* Input rows
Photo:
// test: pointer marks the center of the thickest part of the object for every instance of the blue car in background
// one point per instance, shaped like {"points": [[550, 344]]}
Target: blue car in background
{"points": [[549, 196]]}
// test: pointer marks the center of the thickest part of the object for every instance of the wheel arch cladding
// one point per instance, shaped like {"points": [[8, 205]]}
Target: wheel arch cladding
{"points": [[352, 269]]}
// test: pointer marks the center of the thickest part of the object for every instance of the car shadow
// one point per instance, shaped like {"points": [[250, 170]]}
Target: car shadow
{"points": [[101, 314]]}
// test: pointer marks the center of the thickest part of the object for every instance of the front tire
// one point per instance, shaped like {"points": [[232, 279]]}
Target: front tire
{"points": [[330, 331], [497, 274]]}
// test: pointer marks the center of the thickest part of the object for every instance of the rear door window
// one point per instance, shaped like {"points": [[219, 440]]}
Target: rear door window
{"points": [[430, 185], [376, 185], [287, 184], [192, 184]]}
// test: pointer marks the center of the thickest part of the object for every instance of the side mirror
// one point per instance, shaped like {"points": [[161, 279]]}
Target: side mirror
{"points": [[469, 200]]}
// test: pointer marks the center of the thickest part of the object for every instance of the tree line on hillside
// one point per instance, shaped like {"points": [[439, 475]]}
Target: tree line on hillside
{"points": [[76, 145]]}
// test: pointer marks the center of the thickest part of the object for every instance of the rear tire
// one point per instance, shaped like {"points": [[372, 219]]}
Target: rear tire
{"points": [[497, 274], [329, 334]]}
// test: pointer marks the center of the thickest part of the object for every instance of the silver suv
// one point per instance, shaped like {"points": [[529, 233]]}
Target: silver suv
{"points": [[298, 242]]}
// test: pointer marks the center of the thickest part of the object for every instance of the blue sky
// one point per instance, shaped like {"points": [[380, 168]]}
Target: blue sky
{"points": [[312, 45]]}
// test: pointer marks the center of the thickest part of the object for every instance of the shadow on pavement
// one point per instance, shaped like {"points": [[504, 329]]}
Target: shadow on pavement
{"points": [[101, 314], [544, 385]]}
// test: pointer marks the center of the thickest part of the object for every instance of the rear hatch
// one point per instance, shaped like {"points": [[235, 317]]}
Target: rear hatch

* Exercise objective
Can you rewrite every item above with "pointer" changed to "marker" and nothing else altered?

* Full answer
Photo:
// test: marker marks the center of the thickest part of the object for every instance of the blue car in background
// one point per instance, shaped like {"points": [[550, 344]]}
Target: blue car in background
{"points": [[549, 196]]}
// test: marker marks the center of the thickest part of the object for every instance of the wheel arch cladding
// one point per instance, shaped like {"points": [[8, 205]]}
Target: wheel arch cladding
{"points": [[352, 269]]}
// test: marker marks the center of the thickest part of the object for every instance of the car shadow
// one point per instance, shaped like {"points": [[250, 170]]}
Target: car shadow
{"points": [[101, 314]]}
// test: marker marks the center of the thickest part of the object for every instance of the front tire
// one point per instance, shaped like {"points": [[232, 279]]}
Target: front tire
{"points": [[330, 331], [497, 274]]}
// test: marker marks the center of the thickest part of the object for every instance of the rear door window
// one point per instance, shaped like {"points": [[219, 440]]}
Target: rear door window
{"points": [[430, 185], [376, 185], [287, 184], [192, 184]]}
// test: marker marks the center of the thickest part of the object for every instance of the side mirror
// one point per instance, shaped like {"points": [[161, 279]]}
Target: side mirror
{"points": [[469, 200]]}
// test: marker marks the center of the thickest part of the object for every instance of the tree line on hillside
// one point per instance, shaped like {"points": [[439, 475]]}
Target: tree line on hillside
{"points": [[76, 145]]}
// test: marker marks the center of the thickest part of the object for every instance of the rear tire
// one point per instance, shaped like {"points": [[372, 219]]}
Target: rear tire
{"points": [[497, 274], [329, 334]]}
// test: marker marks the center of the thickest part of the object for every instance of the silver suv
// one point per instance, shaped like {"points": [[529, 233]]}
Target: silver suv
{"points": [[298, 242]]}
// test: marker marks the center of the thickest part of the object for every instance of the blue sky
// one point per instance, shaped like {"points": [[380, 168]]}
Target: blue sky
{"points": [[312, 45]]}
// test: marker marks the center of the thickest part of the object for every instance of the shadow on pavement
// one point per instance, shaped like {"points": [[504, 329]]}
Target: shadow on pavement
{"points": [[101, 314], [544, 385]]}
// test: marker marks the center of the thickest part of the object for every instance of the rear hatch
// one point per instance, shaped like {"points": [[235, 317]]}
Target: rear hatch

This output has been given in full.